The records below are to be transcribed exactly, with the pictures removed.

----------------

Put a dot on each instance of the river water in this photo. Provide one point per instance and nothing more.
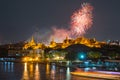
(36, 71)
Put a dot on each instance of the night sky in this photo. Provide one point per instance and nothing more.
(20, 19)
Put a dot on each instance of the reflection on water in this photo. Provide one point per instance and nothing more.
(31, 73)
(7, 66)
(53, 72)
(36, 71)
(68, 76)
(25, 72)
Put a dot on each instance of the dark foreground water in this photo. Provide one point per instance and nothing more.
(36, 71)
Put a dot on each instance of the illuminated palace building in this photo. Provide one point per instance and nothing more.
(33, 47)
(80, 40)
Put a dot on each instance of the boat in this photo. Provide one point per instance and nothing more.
(97, 75)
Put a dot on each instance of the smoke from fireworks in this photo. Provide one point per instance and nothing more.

----------------

### Exercise result
Put a dot on each instance of the river water in this photo. Provide one point per instance and nothing more.
(36, 71)
Put a dot on each instance of the night sky in this photo. Provide one point per instance and nothing more.
(20, 19)
Put a dot on each instance of the reflection on water in this photo. Provide one point per instance and nothing more.
(31, 73)
(7, 66)
(53, 72)
(36, 71)
(68, 76)
(25, 72)
Put a dot on each instance of the dark foreground water in this photo. Provide one point per instance and nothing more.
(36, 71)
Put a dot on each instance of the illuminated palace building in this photo. Provide one point per instance and nothing more.
(33, 47)
(80, 40)
Put a dot on each instance of the boat in this photo. Provide one point per instance and nothing more.
(97, 75)
Put a dot on each instance of the smoke from fireworks in this photo. Provide one point per instance and nothing more.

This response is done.